>>>
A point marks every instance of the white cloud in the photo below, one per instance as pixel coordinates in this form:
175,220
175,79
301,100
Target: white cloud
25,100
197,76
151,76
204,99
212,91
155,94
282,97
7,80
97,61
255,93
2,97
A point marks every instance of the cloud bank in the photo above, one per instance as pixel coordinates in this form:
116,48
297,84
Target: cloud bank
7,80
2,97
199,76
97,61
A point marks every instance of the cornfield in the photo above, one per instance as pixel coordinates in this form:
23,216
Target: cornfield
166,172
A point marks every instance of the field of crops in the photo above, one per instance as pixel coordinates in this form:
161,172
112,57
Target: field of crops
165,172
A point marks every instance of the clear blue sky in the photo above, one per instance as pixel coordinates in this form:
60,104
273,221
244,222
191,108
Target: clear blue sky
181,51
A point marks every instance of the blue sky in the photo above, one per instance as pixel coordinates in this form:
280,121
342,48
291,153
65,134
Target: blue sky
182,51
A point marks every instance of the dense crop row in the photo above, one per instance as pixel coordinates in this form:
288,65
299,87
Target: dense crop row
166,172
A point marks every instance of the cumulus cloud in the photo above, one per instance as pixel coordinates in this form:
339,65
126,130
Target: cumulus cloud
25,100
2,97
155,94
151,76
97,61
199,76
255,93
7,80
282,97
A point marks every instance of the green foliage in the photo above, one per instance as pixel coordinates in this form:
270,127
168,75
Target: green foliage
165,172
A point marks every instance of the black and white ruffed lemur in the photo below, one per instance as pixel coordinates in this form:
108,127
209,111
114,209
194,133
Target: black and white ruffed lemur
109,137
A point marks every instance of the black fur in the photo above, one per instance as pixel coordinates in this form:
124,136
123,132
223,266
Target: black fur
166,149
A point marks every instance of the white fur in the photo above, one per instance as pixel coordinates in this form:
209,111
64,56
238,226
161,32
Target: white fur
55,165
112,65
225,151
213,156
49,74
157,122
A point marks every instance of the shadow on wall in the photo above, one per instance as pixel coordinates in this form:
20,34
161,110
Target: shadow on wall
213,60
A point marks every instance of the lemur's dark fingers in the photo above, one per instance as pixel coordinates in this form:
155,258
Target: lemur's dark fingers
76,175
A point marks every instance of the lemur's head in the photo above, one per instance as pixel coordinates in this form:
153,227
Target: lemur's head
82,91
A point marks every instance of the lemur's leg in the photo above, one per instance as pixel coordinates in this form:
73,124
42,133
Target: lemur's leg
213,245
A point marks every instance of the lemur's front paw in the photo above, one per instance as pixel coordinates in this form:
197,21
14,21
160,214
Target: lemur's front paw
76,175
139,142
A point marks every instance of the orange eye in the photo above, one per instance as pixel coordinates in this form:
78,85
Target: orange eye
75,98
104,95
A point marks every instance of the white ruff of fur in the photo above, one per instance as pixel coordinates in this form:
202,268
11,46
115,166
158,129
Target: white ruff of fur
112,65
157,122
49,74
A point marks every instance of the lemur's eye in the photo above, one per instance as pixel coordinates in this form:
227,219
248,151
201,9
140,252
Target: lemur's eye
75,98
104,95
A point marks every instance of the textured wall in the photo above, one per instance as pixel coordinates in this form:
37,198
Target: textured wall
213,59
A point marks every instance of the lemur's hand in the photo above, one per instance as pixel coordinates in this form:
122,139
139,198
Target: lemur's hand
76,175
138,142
<<<
Exercise brief | Rewrite all of the material above, putting "x,y coordinates" wherever "pixel coordinates" appears and keeping everything else the same.

Response for this exercise |
A point marks every instance of the white cloud in the photo below, one per instance as x,y coordinates in this form:
175,220
175,79
301,100
Target: white cloud
25,100
197,76
151,76
204,99
212,91
155,94
282,97
7,80
97,61
255,93
2,97
A point marks every instance of the cloud bank in the photo above, one per instance as x,y coordinates in this form:
116,48
297,84
Target: cloud bank
7,80
2,97
199,76
97,61
A point marks every instance of the cornfield in the photo above, one per instance as x,y coordinates in this form:
23,216
Target: cornfield
166,172
A point marks every instance of the field of crops in the photo above, one per instance as x,y coordinates in this form:
161,172
112,57
Target: field of crops
165,172
A point marks every instance of the clear blue sky in the photo above, one per instance as x,y coordinates in this form:
60,104
273,221
244,222
191,108
Target: clear blue sky
181,51
A point marks every instance of the blue sky in the photo above, one per instance as x,y coordinates in this form:
280,121
342,48
291,153
65,134
Target: blue sky
182,51
A point marks every instance of the dense crop row in the photo above, one per instance as x,y coordinates in this form:
288,65
299,87
Target: dense crop row
166,172
A point marks every instance of the cumulus cloud in the photo above, one per instance as x,y coordinates in this form:
339,65
126,130
Target: cumulus cloud
25,100
2,97
155,94
151,76
97,61
199,76
255,93
7,80
282,97
A point marks every instance of the green foliage in the photo above, one per instance as x,y coordinates in this form:
270,127
168,75
Target: green foliage
165,172
A point marks every instance of the black and white ruffed lemur in the photo below, one per instance as x,y coordinates in this form:
108,127
209,111
114,209
194,133
Target: black and white ruffed lemur
109,137
A point marks every instance of the black fur in the photo above, one per instance as x,y coordinates in this form:
124,136
123,132
223,266
Target: black fur
166,149
A point marks every instance of the white fur in the photo above, one per instance as x,y coordinates in this form:
209,111
64,56
238,226
161,32
Target: white fur
55,165
112,65
225,151
213,156
49,74
157,122
A point marks every instance of the shadow on wall in the photo above, one per instance as x,y coordinates in this form:
20,34
161,110
Target: shadow on wall
213,60
A point marks every instance of the lemur's dark fingers in the photo above, one per instance as x,y coordinates in this form:
155,258
Target: lemur's dark fingers
76,175
A point marks every instance of the lemur's head in the photo above, one per instance as x,y coordinates in this form:
153,227
Target: lemur's head
82,91
A point marks every instance of the lemur's leg in the photo above, one per instance as x,y coordinates in this form:
73,124
42,133
Target: lemur's leg
213,245
A point marks every instance of the lemur's front paw in the photo above, one per instance as x,y coordinates in this form:
197,21
14,21
160,214
Target: lemur's front paw
76,175
139,142
A point marks every instance of the orange eye in the photo above, one per instance as x,y coordinates in this form:
78,85
Target: orange eye
75,98
104,95
A point marks every instance of the white ruff of fur in the photo above, one per instance as x,y coordinates in this form:
202,268
11,46
115,166
158,129
Target: white ruff of fur
112,65
157,122
49,74
A point marks every instance of the lemur's eye in the photo above, one per instance as x,y coordinates in this form:
227,219
248,151
201,9
140,252
Target: lemur's eye
75,98
104,95
A point marks every instance of the textured wall in the photo above, one per instance as x,y coordinates in this form:
37,198
Target: textured wall
213,59
A point marks every instance of the lemur's hand in the photo above, one per instance as x,y coordinates in this form:
122,139
139,198
Target: lemur's hand
76,175
138,142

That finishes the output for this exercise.